● WHAT NEEDS TO BE DONE: Decide whether each statement below agrees with the page text about the Lorraine Homann Woman’s Wellness Centre, answering yes or no and quoting the deciding words of the text exactly. 1. The center opened in May. 2. Dr Lorraine Homann was a specialist radiologist. 3. The center is one of several breast cancer centers in Northern KZN.

● PAGE TEXT:
[Start of Attachment]

As the only breast cancer centre in Northern KZN, the new Lorraine Homann Woman’s Wellness Centre at Mediclinic Newcastle offers a dedicated and affordable professional service to the surrounding community.

Women-centred healthcare is an area of medical practice requiring specialised services that are increasingly in demand. Mediclinic Newcastle answered this need in May this year when it opened the Lorraine Homann Woman’s Wellness Centre, named in honour of the late Dr Lorraine Homann, a respected and highly regarded specialist anaesthetist.

Breast cancer treatment need

“The burden of non-communicable diseases, such as breast cancer, is growing due to prolonged life expectancy and lifestyle changes,” says Mediclinic Newcastle Hospital General Manager Japie Greyling. “A high level of expertise in treating this condition is becoming increasingly indispensable for our population. We also recognise the need for a holistic approach to breast cancer care – it’s critical to address every patient’s psychological, emotional, and physical needs.”

The centre, which contains state-of-the-art imaging and biopsy equipment for improved outcomes, takes a multidisciplinary approach, giving breast cancer patients access to 360° care during their treatment. “Breast cancer affects not only physical wellbeing but also patients’ emotional and mental health,” Greyling explains. “Mediclinic Newcastle offers a comprehensive range of treatments. We have expert radiologists, oncologists, general surgeons, plastic and reconstructive surgeons, and mental health professionals.”

The most common treatments for breast cancer include surgery, radiation, chemotherapy, hormone therapy, and targeted therapy, he adds.

[End of Attachment]

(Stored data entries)
[Start of Attachment]

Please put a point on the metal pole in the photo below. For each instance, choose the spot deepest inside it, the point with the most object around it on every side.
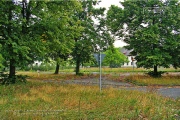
(100, 85)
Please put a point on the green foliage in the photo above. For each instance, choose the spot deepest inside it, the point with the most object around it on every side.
(93, 36)
(153, 31)
(20, 32)
(114, 58)
(1, 59)
(5, 80)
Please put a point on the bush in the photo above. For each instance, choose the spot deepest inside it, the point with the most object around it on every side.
(5, 80)
(158, 74)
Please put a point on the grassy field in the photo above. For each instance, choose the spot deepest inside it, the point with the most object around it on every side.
(165, 80)
(37, 100)
(134, 78)
(116, 70)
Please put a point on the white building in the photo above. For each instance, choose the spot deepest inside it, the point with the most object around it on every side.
(131, 61)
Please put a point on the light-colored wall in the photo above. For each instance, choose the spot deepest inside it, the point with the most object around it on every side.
(130, 64)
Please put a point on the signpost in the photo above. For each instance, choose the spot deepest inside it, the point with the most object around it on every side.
(99, 58)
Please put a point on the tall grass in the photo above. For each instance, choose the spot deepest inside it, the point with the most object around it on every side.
(36, 100)
(165, 80)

[End of Attachment]

● RESULT FOR THIS EXERCISE:
1. Yes: "Mediclinic Newcastle answered this need in May this year when it opened the Lorraine Homann Woman’s Wellness Centre"
2. No: "a respected and highly regarded specialist anaesthetist"
3. No: "As the only breast cancer centre in Northern KZN"